Le malattie si diffondono maggiormente, così come le specie invasive di insetti che, coinvolte nei processi di esportazione merci, potrebbero rivelarsi devastanti in ecosistemi non originari; le grandi organizzazioni occidentali come il Fondo Monetario Internazionale e la Banca Mondiale rendono facile, per un paese in via di sviluppo, ottenere un prestito. .. Tuttavia, le ferree regole che regolano il mercato dei prestiti (tassi di interesse e altro) possono rivelarsi un’ arma a doppio taglio per i paesi poveri che, spesso, si ritrovano in condizioni tali da non poter mai più ripagare il proprio debito nei confronti di queste organizzazioni, infatti, negli ultimi decenni la situazione economica dei paesi più poveri anziché aumentare, diminuisce. Questo è dovuto al colonialismo di sfruttamento, avvenuto negli anni passati, ma anche al neocolonialismo, poiché questi stati hanno ottenuto l’indipendenza dello Stato colonizzatore, ma non hanno raggiunto un’analoga indipendenza economica. Proprio per questo si è andato a creare una situazione in cui gli sati del nord controllano gli stati del sud, imponendo la loro economia. E dal punto di vista pubblico spesso corrompono i governi. I protagonisti della globalizzazione sono le società transnazionali. Sono imprese di grandi dimensioni, che operano in tutti i settori: telecomunicazioni, banche, automobili, alimentari, computer, ecc.. Infine la diffusione di grandi catene di cibo-spazzatura anche nei paesi economicamente meno sviluppati determina conseguenze negative per la salute e per la cultura del paese (in India, ad esempio, doveva essere intentata una causa contro McDonald’s per aver servito carne bovina pur sapendo che nel paese è proibito cibarsene).
Possiamo quindi affermare che permettere l’apertura mondiale data dalla globalizzazione è nocivo per tutto il mondo in quanto di per sè i paesi hanno problemi di varia natura che, a volte, non sanno gestire, ai quali si aggiungono anche quelli degli altri paesi.

Esercizi proposti.
a. Riproduci dal brano sulla globalizzazione il tratto che comincia con "Possiamo quindi affermare" e prosegue fino a "degli altri paesi.".
b. Rispondi in base al brano sulla globalizzazione:
(i) Quali due organizzazioni occidentali rendono facile a un paese in via di sviluppo ottenere un prestito?
(ii) Quali soggetti sono indicati come protagonisti della globalizzazione?
(iii) Contro quale catena doveva essere intentata una causa in India, e per quale motivo?

Materiale estratto.
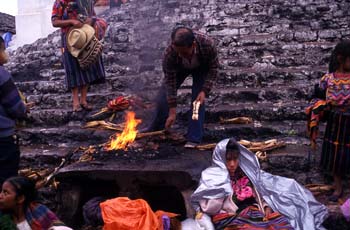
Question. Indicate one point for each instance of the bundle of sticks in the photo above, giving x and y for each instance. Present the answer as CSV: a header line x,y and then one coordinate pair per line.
x,y
317,189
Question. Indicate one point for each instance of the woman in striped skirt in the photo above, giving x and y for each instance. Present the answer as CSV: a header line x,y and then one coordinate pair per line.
x,y
335,157
68,14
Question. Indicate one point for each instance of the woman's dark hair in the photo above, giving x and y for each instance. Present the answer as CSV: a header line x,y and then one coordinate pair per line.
x,y
2,42
24,186
182,36
232,149
342,50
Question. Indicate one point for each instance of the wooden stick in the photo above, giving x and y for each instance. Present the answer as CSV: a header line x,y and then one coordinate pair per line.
x,y
149,134
267,148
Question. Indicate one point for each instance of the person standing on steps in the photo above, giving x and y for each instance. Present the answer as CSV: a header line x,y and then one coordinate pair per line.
x,y
11,108
190,53
77,14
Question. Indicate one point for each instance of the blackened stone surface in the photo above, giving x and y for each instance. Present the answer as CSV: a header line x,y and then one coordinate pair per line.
x,y
7,23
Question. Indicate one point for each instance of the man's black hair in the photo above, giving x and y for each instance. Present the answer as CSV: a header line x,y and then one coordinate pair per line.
x,y
342,49
182,36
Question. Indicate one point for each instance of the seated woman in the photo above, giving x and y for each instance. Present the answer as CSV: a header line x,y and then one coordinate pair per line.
x,y
18,209
237,194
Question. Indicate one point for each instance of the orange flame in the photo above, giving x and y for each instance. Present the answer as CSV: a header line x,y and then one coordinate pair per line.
x,y
128,135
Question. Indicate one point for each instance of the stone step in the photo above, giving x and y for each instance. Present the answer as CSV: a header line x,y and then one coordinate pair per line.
x,y
292,110
99,96
73,134
257,94
258,129
64,101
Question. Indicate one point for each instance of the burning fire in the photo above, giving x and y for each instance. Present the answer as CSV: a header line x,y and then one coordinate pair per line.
x,y
128,135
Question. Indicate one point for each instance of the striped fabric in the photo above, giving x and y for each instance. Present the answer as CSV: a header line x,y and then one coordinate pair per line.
x,y
315,113
173,65
39,217
11,105
335,157
251,218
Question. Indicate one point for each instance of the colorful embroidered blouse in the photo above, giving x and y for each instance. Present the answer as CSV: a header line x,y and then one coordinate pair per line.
x,y
338,88
242,189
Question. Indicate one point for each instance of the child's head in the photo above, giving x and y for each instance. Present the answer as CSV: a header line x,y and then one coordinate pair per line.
x,y
17,192
3,54
340,58
232,156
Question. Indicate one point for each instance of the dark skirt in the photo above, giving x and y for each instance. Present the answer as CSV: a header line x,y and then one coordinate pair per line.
x,y
75,76
335,158
251,218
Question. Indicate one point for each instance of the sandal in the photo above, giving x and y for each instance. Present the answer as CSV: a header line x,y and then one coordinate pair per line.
x,y
86,107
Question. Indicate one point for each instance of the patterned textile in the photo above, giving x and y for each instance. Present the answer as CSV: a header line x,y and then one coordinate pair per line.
x,y
40,217
336,143
11,105
338,88
315,113
251,218
335,156
281,194
173,64
76,76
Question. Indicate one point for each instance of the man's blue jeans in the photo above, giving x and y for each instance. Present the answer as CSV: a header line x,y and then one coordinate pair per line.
x,y
195,127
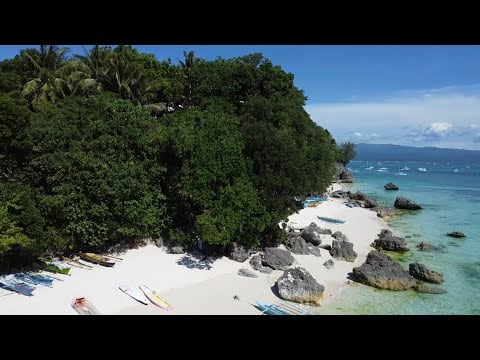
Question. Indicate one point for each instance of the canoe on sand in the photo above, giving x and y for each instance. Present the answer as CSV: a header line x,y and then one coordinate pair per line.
x,y
155,299
84,307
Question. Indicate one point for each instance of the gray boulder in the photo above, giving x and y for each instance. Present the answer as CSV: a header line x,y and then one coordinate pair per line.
x,y
298,285
381,271
296,244
404,203
338,235
312,233
421,272
456,234
386,241
238,252
277,259
343,250
329,264
176,250
390,186
256,263
247,273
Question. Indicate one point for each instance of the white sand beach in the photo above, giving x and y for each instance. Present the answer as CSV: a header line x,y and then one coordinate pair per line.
x,y
193,286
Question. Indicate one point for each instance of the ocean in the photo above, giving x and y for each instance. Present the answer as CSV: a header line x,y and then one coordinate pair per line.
x,y
450,196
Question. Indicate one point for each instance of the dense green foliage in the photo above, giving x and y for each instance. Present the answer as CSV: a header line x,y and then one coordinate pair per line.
x,y
347,152
113,146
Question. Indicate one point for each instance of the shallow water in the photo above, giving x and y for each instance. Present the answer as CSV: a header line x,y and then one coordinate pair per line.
x,y
450,201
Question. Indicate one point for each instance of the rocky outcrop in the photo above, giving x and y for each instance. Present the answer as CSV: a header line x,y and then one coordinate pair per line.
x,y
277,259
406,204
296,244
312,233
329,264
421,272
338,235
429,289
342,174
238,252
256,263
343,250
456,234
425,246
381,271
247,273
386,241
298,285
390,186
176,250
385,213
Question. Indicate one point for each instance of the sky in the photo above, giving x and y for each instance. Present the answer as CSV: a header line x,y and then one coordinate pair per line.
x,y
419,95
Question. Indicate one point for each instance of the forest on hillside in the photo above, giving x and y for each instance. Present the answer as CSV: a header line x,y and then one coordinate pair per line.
x,y
113,145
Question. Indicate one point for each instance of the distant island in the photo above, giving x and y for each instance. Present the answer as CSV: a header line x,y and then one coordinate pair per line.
x,y
383,152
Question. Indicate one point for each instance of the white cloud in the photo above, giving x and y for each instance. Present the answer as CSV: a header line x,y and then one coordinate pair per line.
x,y
449,115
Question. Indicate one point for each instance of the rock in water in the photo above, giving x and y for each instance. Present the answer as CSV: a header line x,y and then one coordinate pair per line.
x,y
277,259
457,234
421,272
381,271
298,285
429,289
343,250
329,264
386,241
238,252
390,186
247,273
404,203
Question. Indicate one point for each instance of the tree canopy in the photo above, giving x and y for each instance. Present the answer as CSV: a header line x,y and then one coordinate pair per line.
x,y
114,145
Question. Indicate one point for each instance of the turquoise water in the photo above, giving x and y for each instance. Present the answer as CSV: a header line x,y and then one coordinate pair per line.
x,y
450,201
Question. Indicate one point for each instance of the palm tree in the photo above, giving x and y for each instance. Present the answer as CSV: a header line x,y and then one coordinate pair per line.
x,y
46,84
188,67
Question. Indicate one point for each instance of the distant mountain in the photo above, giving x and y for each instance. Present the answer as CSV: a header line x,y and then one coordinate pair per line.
x,y
382,152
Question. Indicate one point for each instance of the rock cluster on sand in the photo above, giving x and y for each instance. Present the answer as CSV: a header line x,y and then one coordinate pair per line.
x,y
342,249
406,204
298,285
456,234
277,259
256,263
421,272
381,271
390,186
386,241
329,264
238,252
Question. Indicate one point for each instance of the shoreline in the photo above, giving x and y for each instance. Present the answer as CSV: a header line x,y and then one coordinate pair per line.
x,y
194,286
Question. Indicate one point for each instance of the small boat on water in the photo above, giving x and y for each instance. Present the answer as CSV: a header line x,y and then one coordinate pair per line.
x,y
84,307
96,259
280,309
12,284
134,293
155,299
331,220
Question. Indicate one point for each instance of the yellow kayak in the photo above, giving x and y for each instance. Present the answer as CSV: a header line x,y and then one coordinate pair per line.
x,y
155,299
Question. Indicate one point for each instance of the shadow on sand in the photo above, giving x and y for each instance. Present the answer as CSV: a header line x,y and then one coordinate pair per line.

Soluzioni per esercizio.
a.
Possiamo quindi affermare che permettere l’apertura mondiale data dalla globalizzazione è nocivo per tutto il mondo in quanto di per sè i paesi hanno problemi di varia natura che, a volte, non sanno gestire, ai quali si aggiungono anche quelli degli altri paesi.

b.
(i) Il Fondo Monetario Internazionale e la Banca Mondiale.
(ii) Le società transnazionali.
(iii) Contro McDonald's, per aver servito carne bovina pur sapendo che nel paese è proibito cibarsene.